> [Your instructions] Everything in the listing below should be repeated exactly, apart from the pictures.

**** Data to use ****

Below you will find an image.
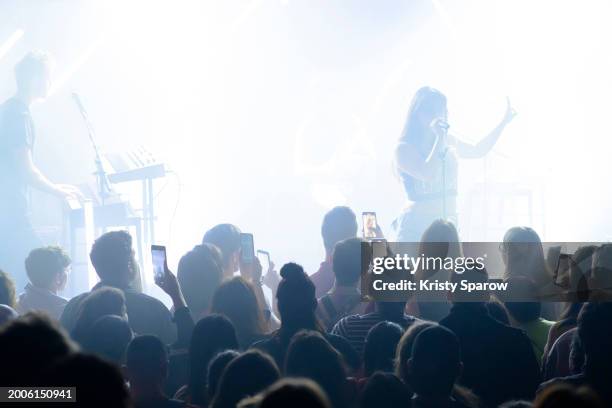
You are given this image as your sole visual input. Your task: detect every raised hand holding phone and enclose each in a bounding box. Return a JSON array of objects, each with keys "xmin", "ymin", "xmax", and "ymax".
[
  {"xmin": 151, "ymin": 245, "xmax": 186, "ymax": 308},
  {"xmin": 240, "ymin": 233, "xmax": 255, "ymax": 263},
  {"xmin": 151, "ymin": 245, "xmax": 167, "ymax": 283},
  {"xmin": 362, "ymin": 212, "xmax": 384, "ymax": 239},
  {"xmin": 240, "ymin": 255, "xmax": 263, "ymax": 284},
  {"xmin": 239, "ymin": 233, "xmax": 262, "ymax": 283},
  {"xmin": 259, "ymin": 250, "xmax": 279, "ymax": 291}
]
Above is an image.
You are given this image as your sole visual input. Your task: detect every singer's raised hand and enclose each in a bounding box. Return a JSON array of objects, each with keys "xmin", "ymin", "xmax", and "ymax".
[{"xmin": 503, "ymin": 97, "xmax": 517, "ymax": 124}]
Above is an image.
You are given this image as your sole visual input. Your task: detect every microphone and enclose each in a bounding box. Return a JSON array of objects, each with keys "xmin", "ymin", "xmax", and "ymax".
[
  {"xmin": 430, "ymin": 117, "xmax": 450, "ymax": 133},
  {"xmin": 425, "ymin": 118, "xmax": 450, "ymax": 163}
]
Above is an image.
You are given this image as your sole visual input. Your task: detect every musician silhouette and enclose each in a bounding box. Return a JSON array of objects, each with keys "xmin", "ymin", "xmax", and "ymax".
[{"xmin": 0, "ymin": 51, "xmax": 81, "ymax": 291}]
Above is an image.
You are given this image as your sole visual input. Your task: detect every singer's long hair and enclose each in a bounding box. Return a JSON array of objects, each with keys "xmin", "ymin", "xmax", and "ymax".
[
  {"xmin": 399, "ymin": 86, "xmax": 447, "ymax": 144},
  {"xmin": 394, "ymin": 86, "xmax": 447, "ymax": 180}
]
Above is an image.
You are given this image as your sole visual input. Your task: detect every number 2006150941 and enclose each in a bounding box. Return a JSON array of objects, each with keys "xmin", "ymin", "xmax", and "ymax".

****

> [Answer to the exercise]
Below you will find an image.
You are given this image as your sole visual input. Your task: detect every raised hand holding phone and enclose each in a bounding box. Return a JSON array of objects, each with keys "xmin", "ymin", "xmax", and "ymax".
[
  {"xmin": 151, "ymin": 245, "xmax": 186, "ymax": 308},
  {"xmin": 240, "ymin": 233, "xmax": 255, "ymax": 263},
  {"xmin": 151, "ymin": 245, "xmax": 167, "ymax": 283},
  {"xmin": 362, "ymin": 212, "xmax": 384, "ymax": 239},
  {"xmin": 240, "ymin": 255, "xmax": 263, "ymax": 284},
  {"xmin": 239, "ymin": 233, "xmax": 262, "ymax": 283},
  {"xmin": 259, "ymin": 250, "xmax": 279, "ymax": 291}
]
Above is an image.
You are given this image as your sole visual input. Your task: detect every singer's raised hand and enclose each in a bounding box. Return a JSON array of objects, each with keys "xmin", "ymin", "xmax", and "ymax".
[{"xmin": 503, "ymin": 97, "xmax": 517, "ymax": 124}]
Above is an image.
You are given this image as your sole visual input. Your task: detect every microphone and enclose each in a bounding box. Return a JSON array of objects, each with keys "xmin", "ymin", "xmax", and "ymax".
[
  {"xmin": 430, "ymin": 117, "xmax": 450, "ymax": 133},
  {"xmin": 425, "ymin": 118, "xmax": 450, "ymax": 163}
]
Above is an image.
You are given this image as your sole visual input. Your task: detect every musician silhouette and enclose each in a bounding box. Return a JSON array of objects, each with keys "xmin", "ymin", "xmax", and "ymax".
[{"xmin": 0, "ymin": 51, "xmax": 81, "ymax": 291}]
Above is an image.
You are given this image as your sole visual input. Your task: detect every singer's long hair and enclose each in a bounding box. Return a JSON array of objects, each with keys "xmin", "ymin", "xmax", and "ymax".
[
  {"xmin": 399, "ymin": 86, "xmax": 447, "ymax": 144},
  {"xmin": 394, "ymin": 86, "xmax": 447, "ymax": 180}
]
Above is an image.
You are given this image as your sole visual input. Your task: detect every number 2006150941 and enclose each in a bounding box. Return a JSON array of objects, each with keys "xmin", "ymin", "xmax", and "ymax".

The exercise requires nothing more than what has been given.